| PROBLEMA BREVE A |
Enumera las acciones que, según la pregunta del profesor de derecho en el texto sobre el régimen de Fujimori, el gobierno debía impedir que realizara un criminal condenado a prisión perpetua.
| PROBLEMA BREVE B |
Prosigue el texto sobre el régimen de Fujimori y la cadena perpetua a partir de su última oración.

| TEXTO FUENTE |
■ ■ ■ ■ ■ ■ ■

(Ilustración: Giovanni Tazza).
(Ilustración: Giovanni Tazza).
César Azabache

En la segunda mitad de los años 90, el régimen de Fujimori decidió experimentar con un traspaso de las normas que había empleado para el terrorismo hacia la criminalidad organizada violenta, la de secuestros y extorsiones. Por supuesto, como ocurre casi siempre entre nosotros, lo primero que se hizo fue elevar el tiempo posible de prisión hasta la cadena perpetua.

En alguna reunión de evaluación de las medidas adoptadas, un profesor de derecho preguntó cómo pensaba el gobierno evitar que un criminal de 40 años de edad, condenado a prisión perpetua, se dedique a organizar motines, a matar más personas por encargo o a montar nuevas organizaciones desde su reclusión permanente. Quien fuera condenado en estas condiciones no tendría ya nada que perder. Por supuesto, no hubo respuesta alguna. La medida había sido aprobada pensando en el mensaje que recibirían los electores y en el modo en que ese mensaje confirmaría la falsa legitimidad adquirida por el emisor, no en las consecuencias prácticas de la medida.

■ ■ ■ ■ ■ ■ ■

| DATOS RECOPILADOS |
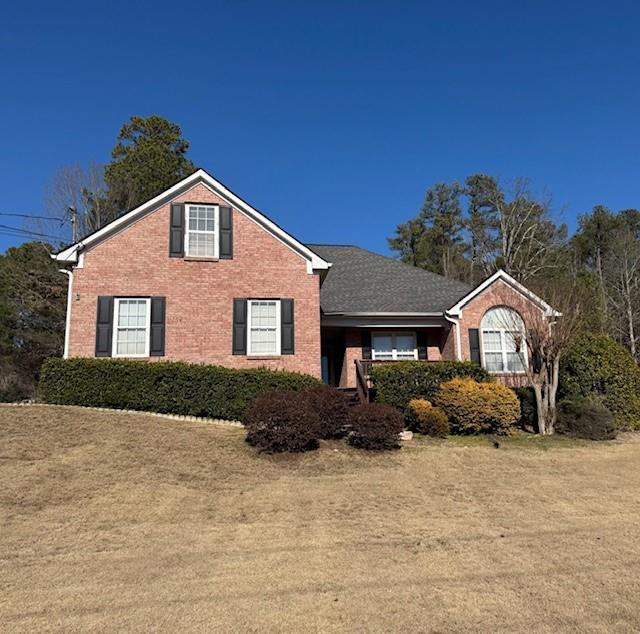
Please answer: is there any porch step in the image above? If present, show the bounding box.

■ ■ ■ ■ ■ ■ ■

| RESPUESTA A |
- Organizar motines.
- Matar más personas por encargo.
- Montar nuevas organizaciones desde su reclusión permanente.

| RESPUESTA B |
Las condenas a prisión contienen la forma de castigo más extrema tolerada socialmente. Sin duda, los efectos erosivos de su némesis, la impunidad, hacen que las condenas judiciales deban ser estimadas como un recurso importante. Pero como todo recurso, las condenas producen consecuencias útiles si se las administra con equilibrio. Los excesos producen efectos colaterales y regresivos a partir de cierto punto que no se debe traspasar.

Abro estas líneas con estas referencias, pero no quiero hablar sobre castigos judiciales. Hay diferentes formas de castigo y las reglas sobre equilibrio, desequilibrio y efectos colaterales o regresivos pueden emplearse para estudiar cualquiera de ellas. El castigo se pretende siempre legítimo ante un evento que se reconoce o etiqueta como desvalorado. Los accidentes derivados de su uso son siempre semejantes.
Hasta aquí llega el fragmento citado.